*** PAGE TEXT Section Begins ***

Eczema is diagnosed clinically based on history and a thorough physical examination of the skin. There are no laboratory or blood tests which can diagnose eczema. Laboratory tests may be done to identify an allergen or diagnose the cause of infection.
Medical history and examination: The doctor may ask question such as:
- Does the rash itch and how much does the itch bother you?
- When did the symptoms start?
- Does the rash increase and decrease in severity?
- Do you have a family history of atopic eczema?
- Do you have any other conditions that may be related to your eczema, such as allergies or asthma?
- Whether the skin condition aggravates with any changes in environment or contact with certain materials, and whether it is aggravated in any specific situations?
On examination the doctor will note:
- The affected skin (such as the front of your elbows, behind your knees, the front of your ankles, around your neck).
- Severity of your eczema.
- If the skin affected by eczema appears infected.
- How widespread the areas of dry skin are.
Inform your doctor if the skin condition is affecting your quality of life. For example, it disturbs sleep or limits your daily activities.
- Skin patch test: If eczema is suspected to be due to allergy (allergic contact dermatitis) the doctor may conduct allergy tests, which may include a skin "patch test," in an attempt to identify the specific trigger of the condition.

*** PAGE TEXT Section Ends ***

### EXPLORE THE MATERIAL
a – Please repeat the eczema diagnosis text from "Medical history and" to "dry skin are.".
b – According to the eczema diagnosis text, on what basis is eczema diagnosed?
c – Write the next part of the eczema diagnosis text, picking up after its final sentence.
The rows have no connection to the eczema diagnosis text.

*** SUPPLIED ENTRIES Section Begins ***

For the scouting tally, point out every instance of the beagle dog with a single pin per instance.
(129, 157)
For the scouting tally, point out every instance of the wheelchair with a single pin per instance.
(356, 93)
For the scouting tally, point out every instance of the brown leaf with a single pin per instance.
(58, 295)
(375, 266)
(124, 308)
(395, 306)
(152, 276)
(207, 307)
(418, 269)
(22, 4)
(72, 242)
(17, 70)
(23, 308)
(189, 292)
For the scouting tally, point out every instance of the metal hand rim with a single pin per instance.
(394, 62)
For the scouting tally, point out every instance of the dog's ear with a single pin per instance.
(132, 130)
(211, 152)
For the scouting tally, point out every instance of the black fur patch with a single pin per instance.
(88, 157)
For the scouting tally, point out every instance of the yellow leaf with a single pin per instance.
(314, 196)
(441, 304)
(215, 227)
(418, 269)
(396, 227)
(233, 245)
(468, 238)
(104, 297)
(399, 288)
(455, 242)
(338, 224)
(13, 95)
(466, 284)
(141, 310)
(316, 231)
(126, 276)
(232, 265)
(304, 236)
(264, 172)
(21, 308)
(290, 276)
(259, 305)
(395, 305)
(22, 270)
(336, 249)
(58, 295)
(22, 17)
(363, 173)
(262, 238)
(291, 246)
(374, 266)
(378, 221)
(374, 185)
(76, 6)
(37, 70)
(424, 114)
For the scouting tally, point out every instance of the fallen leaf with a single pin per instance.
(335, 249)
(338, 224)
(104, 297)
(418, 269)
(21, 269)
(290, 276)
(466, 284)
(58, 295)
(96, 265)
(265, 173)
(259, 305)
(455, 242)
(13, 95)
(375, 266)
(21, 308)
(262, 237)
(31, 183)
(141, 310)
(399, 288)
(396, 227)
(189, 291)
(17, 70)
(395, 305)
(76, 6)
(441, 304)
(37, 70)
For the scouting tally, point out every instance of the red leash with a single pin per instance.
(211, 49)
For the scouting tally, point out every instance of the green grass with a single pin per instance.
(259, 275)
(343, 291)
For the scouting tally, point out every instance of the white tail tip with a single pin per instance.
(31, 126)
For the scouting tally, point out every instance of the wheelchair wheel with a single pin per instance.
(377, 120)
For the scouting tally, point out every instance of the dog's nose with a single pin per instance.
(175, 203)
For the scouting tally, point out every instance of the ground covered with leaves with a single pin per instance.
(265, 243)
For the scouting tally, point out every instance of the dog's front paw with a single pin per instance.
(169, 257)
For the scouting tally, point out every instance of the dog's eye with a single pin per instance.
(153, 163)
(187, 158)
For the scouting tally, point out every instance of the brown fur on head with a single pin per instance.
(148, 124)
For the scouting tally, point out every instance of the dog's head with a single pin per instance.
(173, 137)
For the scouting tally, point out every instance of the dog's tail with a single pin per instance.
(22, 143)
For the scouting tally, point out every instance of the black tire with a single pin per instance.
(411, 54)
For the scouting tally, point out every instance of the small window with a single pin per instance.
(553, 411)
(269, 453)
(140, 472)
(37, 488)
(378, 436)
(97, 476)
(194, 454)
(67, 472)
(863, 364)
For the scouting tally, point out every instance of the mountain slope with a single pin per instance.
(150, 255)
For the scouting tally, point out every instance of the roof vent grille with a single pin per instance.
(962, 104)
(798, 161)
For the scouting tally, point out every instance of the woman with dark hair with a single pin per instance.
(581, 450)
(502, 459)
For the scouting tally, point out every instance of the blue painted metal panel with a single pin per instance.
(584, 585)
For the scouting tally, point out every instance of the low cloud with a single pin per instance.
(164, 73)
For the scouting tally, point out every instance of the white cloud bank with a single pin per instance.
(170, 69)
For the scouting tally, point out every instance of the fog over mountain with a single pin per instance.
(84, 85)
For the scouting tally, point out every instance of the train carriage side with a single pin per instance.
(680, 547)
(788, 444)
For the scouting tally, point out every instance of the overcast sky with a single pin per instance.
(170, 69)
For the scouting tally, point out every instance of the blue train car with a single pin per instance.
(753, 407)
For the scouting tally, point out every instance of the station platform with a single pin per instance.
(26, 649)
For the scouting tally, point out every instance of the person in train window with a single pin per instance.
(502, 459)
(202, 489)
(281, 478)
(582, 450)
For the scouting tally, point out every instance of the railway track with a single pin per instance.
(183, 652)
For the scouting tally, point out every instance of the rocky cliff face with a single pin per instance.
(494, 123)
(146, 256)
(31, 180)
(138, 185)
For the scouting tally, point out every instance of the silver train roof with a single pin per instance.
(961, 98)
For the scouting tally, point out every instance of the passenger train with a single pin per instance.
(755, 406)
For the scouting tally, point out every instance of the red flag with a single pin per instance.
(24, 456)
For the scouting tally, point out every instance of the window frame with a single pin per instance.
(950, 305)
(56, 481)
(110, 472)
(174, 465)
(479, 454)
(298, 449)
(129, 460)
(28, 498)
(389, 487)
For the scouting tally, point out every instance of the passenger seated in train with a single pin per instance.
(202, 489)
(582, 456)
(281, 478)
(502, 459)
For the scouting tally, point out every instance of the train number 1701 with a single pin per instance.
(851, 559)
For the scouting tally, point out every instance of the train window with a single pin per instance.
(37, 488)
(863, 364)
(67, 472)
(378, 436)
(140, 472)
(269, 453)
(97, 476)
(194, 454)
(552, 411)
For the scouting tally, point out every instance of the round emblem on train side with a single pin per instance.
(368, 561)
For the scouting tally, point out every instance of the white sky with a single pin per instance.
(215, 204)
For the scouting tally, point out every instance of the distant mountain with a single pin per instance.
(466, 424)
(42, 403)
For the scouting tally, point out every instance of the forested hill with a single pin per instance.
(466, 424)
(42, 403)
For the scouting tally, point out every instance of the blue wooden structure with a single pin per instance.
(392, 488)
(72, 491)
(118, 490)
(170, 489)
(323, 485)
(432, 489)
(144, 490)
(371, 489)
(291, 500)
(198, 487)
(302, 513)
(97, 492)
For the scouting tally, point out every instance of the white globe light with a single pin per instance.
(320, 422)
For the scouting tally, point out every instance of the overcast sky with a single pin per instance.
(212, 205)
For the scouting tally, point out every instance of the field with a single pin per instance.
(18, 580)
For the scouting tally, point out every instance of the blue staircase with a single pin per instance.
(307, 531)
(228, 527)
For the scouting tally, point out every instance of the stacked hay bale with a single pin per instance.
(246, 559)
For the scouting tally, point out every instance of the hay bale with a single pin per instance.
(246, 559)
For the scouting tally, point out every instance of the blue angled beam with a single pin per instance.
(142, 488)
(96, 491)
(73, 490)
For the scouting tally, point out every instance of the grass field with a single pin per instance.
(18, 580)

*** SUPPLIED ENTRIES Section Ends ***

### RESPONSES IN ORDER
a –
Medical history and examination: The doctor may ask question such as:
- Does the rash itch and how much does the itch bother you?
- When did the symptoms start?
- Does the rash increase and decrease in severity?
- Do you have a family history of atopic eczema?
- Do you have any other conditions that may be related to your eczema, such as allergies or asthma?
- Whether the skin condition aggravates with any changes in environment or contact with certain materials, and whether it is aggravated in any specific situations?
On examination the doctor will note:
- The affected skin (such as the front of your elbows, behind your knees, the front of your ankles, around your neck).
- Severity of your eczema.
- If the skin affected by eczema appears infected.
- How widespread the areas of dry skin are.

b – Clinically, based on history and a thorough physical examination of the skin.

c –
- Skin biopsy: Appearance of eczema is similar to many other diseases of the skin, including infections or reactions to certain medications, so it may not be easy to diagnose eczema. If the rash and symptoms do not respond to treatment for eczema, the doctor may perform skin biopsy to rule out other skin diseases that may be producing signs and symptoms similar to eczema.
Your doctor will work with you to identify factors which make your eczema worse. This may include keeping a diary about your diet and lifestyle to see if any obvious factors may be contributing to your symptoms (such as if some soaps or shampoos make the eczema worse). A food diary involves noting down whatever you eat and also making a record of any eczema flare-ups that you have. This can help your doctor to establish if there are any patterns between your symptoms and what you eat.